> Text passage
National Labor Relations Board v. Reynolds Corporation, 11422.

Decision Date27 May 1946
Docket NumberNo. 11422.,11422.
PartiesNATIONAL LABOR RELATIONS BOARD v. REYNOLDS CORPORATION. REYNOLDS CORPORATION v. NATIONAL LABOR RELATIONS BOARD.
CourtU.S. Court of Appeals — Fifth Circuit

A. Norman Somers, Asst. Gen. Counsel, National Labor Relations Board, and Malcolm F. Halliday, Associate Gen. Counsel, N.L.R.B., both of Washington, D. C., and Paul E. Kuelthau, Regional Atty., N.L. R.B., of Atlanta, Ga., for petitioner.

Elmer M. Cunningham and Walter L. Rice, both of Richmond, Va., for respondent.

Before SIBLEY, HUTCHESON, and WALLER, Circuit Judges.

PER CURIAM.

> What to produce
Extend the National Labor Relations Board v. Reynolds Corporation court text past its last line, "PER CURIAM." The records that follow come from a separate source.

> Records provided
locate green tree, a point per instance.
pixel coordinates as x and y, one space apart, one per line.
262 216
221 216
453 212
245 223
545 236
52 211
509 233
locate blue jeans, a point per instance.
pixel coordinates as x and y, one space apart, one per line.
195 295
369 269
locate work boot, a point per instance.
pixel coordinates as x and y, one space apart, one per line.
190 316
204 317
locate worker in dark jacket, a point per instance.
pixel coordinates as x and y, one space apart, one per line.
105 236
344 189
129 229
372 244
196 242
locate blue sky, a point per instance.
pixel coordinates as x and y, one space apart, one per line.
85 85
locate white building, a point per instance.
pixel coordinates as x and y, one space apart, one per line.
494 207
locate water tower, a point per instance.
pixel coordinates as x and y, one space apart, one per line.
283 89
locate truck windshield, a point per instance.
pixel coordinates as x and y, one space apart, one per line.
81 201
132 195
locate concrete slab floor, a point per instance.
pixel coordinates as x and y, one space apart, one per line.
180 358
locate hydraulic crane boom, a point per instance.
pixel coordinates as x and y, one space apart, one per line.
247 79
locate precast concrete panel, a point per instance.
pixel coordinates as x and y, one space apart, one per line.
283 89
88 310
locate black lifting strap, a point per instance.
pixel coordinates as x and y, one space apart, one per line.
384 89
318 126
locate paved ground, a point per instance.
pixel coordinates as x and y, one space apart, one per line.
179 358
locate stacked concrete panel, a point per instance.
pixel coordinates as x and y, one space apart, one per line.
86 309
* * *
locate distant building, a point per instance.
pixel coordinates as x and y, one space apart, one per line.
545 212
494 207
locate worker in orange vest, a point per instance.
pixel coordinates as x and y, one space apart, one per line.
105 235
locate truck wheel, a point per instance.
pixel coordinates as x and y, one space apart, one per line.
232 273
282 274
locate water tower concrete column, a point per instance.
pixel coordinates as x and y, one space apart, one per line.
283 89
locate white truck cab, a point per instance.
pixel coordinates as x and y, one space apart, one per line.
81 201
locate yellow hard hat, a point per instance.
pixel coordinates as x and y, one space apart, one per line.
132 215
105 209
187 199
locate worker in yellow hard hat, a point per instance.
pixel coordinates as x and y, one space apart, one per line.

> Result for this task
The National Labor Relations Board has petitioned for a decree enforcing and the Reynolds Corporation asks for one setting aside or modifying an order of the Board dated May 26, 1945, which requires that the Corporation cease and desist from interfering with labor organizations and the bargaining rights of its employees, and take affirmative action by withholding recognition of Workers Welfare Association and the Grievance Committee, by reinstating two discharged employees and making whole as to lost wages them and three others, and by posting for sixty days a prescribed promissory notice in the Navy Ordnance Plant at Milledgeville, Georgia, where during 1944 the wrongful labor practices are found to have occurred.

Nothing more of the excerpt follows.